§ **EXTRACTED INFORMATION**:
▬▬▬▬▬▬
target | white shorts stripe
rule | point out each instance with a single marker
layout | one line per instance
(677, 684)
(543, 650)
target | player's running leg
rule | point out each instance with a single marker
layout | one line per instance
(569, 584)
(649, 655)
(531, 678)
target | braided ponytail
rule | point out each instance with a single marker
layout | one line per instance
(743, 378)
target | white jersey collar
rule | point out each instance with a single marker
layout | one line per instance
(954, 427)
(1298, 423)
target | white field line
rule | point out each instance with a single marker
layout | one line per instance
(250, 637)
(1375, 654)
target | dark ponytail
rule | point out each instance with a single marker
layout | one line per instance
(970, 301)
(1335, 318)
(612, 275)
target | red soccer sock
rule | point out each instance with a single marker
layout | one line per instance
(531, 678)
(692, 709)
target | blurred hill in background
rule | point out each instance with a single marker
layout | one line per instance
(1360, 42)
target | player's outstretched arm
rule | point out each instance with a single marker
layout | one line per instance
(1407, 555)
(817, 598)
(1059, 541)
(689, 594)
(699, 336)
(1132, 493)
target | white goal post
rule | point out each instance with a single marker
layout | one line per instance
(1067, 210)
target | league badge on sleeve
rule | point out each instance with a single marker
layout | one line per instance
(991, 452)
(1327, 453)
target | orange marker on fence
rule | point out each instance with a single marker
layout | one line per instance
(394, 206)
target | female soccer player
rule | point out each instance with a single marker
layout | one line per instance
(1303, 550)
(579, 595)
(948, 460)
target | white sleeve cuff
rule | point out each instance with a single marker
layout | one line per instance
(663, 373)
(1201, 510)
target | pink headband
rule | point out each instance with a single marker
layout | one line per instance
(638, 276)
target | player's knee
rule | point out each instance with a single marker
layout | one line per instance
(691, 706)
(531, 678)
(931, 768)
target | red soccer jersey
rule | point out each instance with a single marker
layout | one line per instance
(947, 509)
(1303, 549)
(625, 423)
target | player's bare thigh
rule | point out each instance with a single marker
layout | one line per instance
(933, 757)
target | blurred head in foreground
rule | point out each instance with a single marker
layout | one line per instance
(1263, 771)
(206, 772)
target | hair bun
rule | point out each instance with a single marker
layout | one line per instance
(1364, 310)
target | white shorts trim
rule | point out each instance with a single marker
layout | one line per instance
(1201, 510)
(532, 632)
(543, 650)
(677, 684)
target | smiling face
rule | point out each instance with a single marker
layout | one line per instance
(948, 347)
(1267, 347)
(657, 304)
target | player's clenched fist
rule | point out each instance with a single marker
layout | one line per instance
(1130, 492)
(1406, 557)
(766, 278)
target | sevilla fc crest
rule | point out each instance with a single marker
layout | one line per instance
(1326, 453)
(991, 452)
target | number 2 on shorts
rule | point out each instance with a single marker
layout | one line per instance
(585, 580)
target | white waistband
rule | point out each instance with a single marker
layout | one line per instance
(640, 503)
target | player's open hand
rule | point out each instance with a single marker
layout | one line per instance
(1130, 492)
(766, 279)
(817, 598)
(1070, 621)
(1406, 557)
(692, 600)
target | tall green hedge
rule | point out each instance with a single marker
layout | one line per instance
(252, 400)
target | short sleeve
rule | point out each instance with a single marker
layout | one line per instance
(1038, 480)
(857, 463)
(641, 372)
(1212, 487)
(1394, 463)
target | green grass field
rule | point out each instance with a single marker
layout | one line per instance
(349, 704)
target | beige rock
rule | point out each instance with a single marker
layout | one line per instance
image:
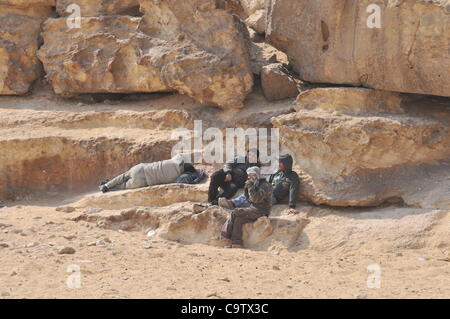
(171, 48)
(365, 154)
(263, 54)
(75, 151)
(257, 21)
(177, 223)
(251, 6)
(380, 229)
(19, 33)
(277, 83)
(330, 42)
(29, 3)
(99, 7)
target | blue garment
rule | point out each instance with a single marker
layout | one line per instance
(241, 202)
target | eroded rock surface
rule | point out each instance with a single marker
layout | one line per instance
(360, 147)
(178, 223)
(330, 42)
(99, 7)
(191, 47)
(69, 151)
(277, 83)
(20, 24)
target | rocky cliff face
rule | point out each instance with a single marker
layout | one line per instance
(362, 147)
(331, 42)
(19, 39)
(190, 47)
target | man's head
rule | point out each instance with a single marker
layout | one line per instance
(253, 155)
(285, 162)
(254, 173)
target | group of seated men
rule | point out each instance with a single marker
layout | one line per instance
(259, 193)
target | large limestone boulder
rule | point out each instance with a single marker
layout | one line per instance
(48, 154)
(330, 41)
(177, 223)
(263, 54)
(191, 47)
(98, 7)
(19, 39)
(277, 83)
(362, 147)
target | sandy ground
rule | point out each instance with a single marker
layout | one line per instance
(123, 266)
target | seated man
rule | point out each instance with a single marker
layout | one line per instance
(149, 174)
(232, 176)
(258, 193)
(285, 183)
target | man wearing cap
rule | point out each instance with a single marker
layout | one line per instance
(285, 183)
(232, 176)
(258, 193)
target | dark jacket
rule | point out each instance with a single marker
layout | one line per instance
(285, 183)
(238, 169)
(191, 177)
(259, 194)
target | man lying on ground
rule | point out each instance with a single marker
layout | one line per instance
(149, 174)
(285, 183)
(232, 176)
(258, 193)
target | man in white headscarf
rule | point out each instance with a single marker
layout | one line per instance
(259, 194)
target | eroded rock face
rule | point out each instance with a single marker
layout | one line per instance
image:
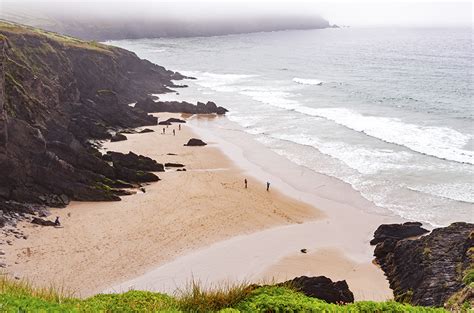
▬▬▬▬▬▬
§ **TASK TO CARRY OUT**: Exclude the images and copy every record above exactly.

§ **ANSWER BOX**:
target | white shorts stripe
rule | point out each instance with a single marker
layout | one line per instance
(677, 684)
(543, 650)
target | player's running leg
rule | point out each instance with a single marker
layout | one line per instance
(569, 584)
(649, 655)
(531, 678)
target | braided ponytail
rule | point out each instance with a single marker
layout | one line per instance
(743, 378)
target | white jersey collar
rule | point out each instance with a single marker
layout | one line per instance
(954, 427)
(1298, 423)
target | white field line
rule | point out each instance with a single marker
layout | one line per instance
(250, 637)
(1375, 654)
target | dark ponytail
rule | point out each instance with a single marker
layout | one line per instance
(970, 301)
(1335, 318)
(612, 275)
target | red soccer sock
rule | point out each instance with a single marker
layout | one line per instance
(531, 678)
(692, 709)
target | blurred hill in background
rule | point out each instance with a single marker
layout | one line per instance
(1360, 42)
target | player's outstretched arm
rule | point out each instance with a single marker
layout | one line per instance
(1407, 555)
(817, 598)
(1059, 541)
(689, 594)
(699, 336)
(1132, 493)
target | white goal post
rule | point out each instance with a single marker
layout | one line per instance
(1067, 210)
target | league badge on sleeve
rule | point out each instance with a single marker
layout | one line per instance
(991, 452)
(1327, 453)
target | orange marker on fence
rule | point out each instance with a single marker
layout | one line per instance
(394, 206)
target | female soccer player
rule | point out each instance with a single marker
layout | one line per instance
(1303, 550)
(579, 595)
(948, 460)
target | white sleeve cuff
rule | point out each instance with a single marker
layout | one line per instance
(663, 373)
(1201, 510)
target | pink headband
rule | point out each instance with a single marker
layout | one line per instance
(638, 276)
target | player's knee
rule | point out each instance with a single marker
layout | one line per instance
(691, 706)
(531, 678)
(931, 768)
target | red soccer jersey
rule | point out each instance with a single marker
layout | one line per instance
(947, 509)
(1303, 549)
(625, 423)
target | player's bare thigh
rule | point out each instance with a single marker
layout | one line per instance
(933, 757)
target | blurred head in foreground
rule | point out each instance with a single marker
layout | one line per instance
(1263, 771)
(206, 772)
target | hair bun
rule | point out each instance with a single marker
layout | one line per instance
(1364, 310)
target | white shorts trim
rule | point out each instance with a single marker
layout | one line per instance
(1201, 510)
(532, 632)
(543, 650)
(677, 684)
target | smiling face
rule | point out each instance with a single marker
layout | one line per instance
(948, 347)
(1267, 347)
(657, 304)
target | player's clenched fist
rule | point out each instance with a single marker
layout | one line per instance
(1130, 492)
(1406, 557)
(766, 278)
target | sevilla fc crest
rule | point out each instance with a single marker
layout | one line per instance
(1326, 453)
(991, 452)
target | number 2 on shorts
rule | point out each instance with a single marker
layout | one line per instance
(585, 580)
target | white waistband
rule | point out each instance with a single marker
layout | one line per instance
(640, 503)
target | player's open hand
rule | point out each instance with a single marker
layout | one line per instance
(1130, 492)
(766, 279)
(817, 598)
(1070, 621)
(1406, 557)
(692, 600)
target | tall green hedge
rule | point out each instance with a single marker
layout | one line per instance
(252, 400)
target | short sleeve
rule | point out each instance with a single marker
layout | one line per instance
(1038, 480)
(857, 463)
(641, 372)
(1212, 487)
(1394, 463)
target | green grass field
rule | point out each instance with a single marker
layout | one line per instance
(349, 704)
target | beige rock
rule | point out each instance with a single marker
layout | one line per instance
image:
(171, 48)
(365, 154)
(263, 54)
(75, 151)
(257, 21)
(177, 223)
(251, 6)
(380, 229)
(19, 33)
(277, 83)
(330, 42)
(29, 3)
(99, 7)
target | blue garment
rule | point out each instance with a single marker
layout | one line per instance
(241, 202)
target | eroded rock surface
rule | point out each instance with a single marker
layout | one line per instance
(360, 147)
(178, 223)
(330, 42)
(99, 7)
(191, 47)
(69, 151)
(277, 83)
(20, 24)
target | rocky cliff face
rule | point out each instance with a single marker
layout | one line per instance
(362, 147)
(331, 42)
(19, 39)
(190, 47)
target | man's head
rule | point out each instance with a single marker
layout | one line per instance
(253, 155)
(285, 162)
(254, 173)
target | group of seated men
rule | point out each instance with a single marker
layout | one line per instance
(259, 193)
target | large limestone boulder
rule | point out each instance with a single marker
layout | one line per instance
(48, 154)
(330, 41)
(177, 223)
(263, 54)
(191, 47)
(98, 7)
(19, 39)
(277, 83)
(362, 147)
target | sandy ground
rule | point out each instance with a single marker
layout | one line per instance
(123, 266)
target | seated man
rule | point out each instance with a single marker
layout | one line per instance
(149, 174)
(232, 176)
(258, 193)
(285, 183)
target | man wearing cap
rule | point out each instance with a single marker
layout | one line per instance
(285, 183)
(232, 176)
(258, 193)
target | dark jacket
rule | point out each instance with a single marker
layout | one line per instance
(285, 183)
(238, 169)
(191, 177)
(259, 194)
target | man lying on ground
rule | point out each instance with a single marker
layout | one line per instance
(149, 174)
(285, 183)
(232, 176)
(258, 193)
target | man in white headscarf
rule | point out each instance with a single marker
layout | one line per instance
(259, 194)
target | eroded rock face
rule | point out each instance with a single marker
layout | one line per instance
image:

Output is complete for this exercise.